Reproduce each of the following records line for line, with no alteration of any kind.

Pointing records:
········

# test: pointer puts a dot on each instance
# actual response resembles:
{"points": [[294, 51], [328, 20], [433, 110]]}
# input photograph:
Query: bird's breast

········

▸ TASK SOLUTION
# test: pointer puts a dot on each instance
# actual response resembles:
{"points": [[294, 51], [328, 20], [433, 110]]}
# input photograph:
Query: bird's breast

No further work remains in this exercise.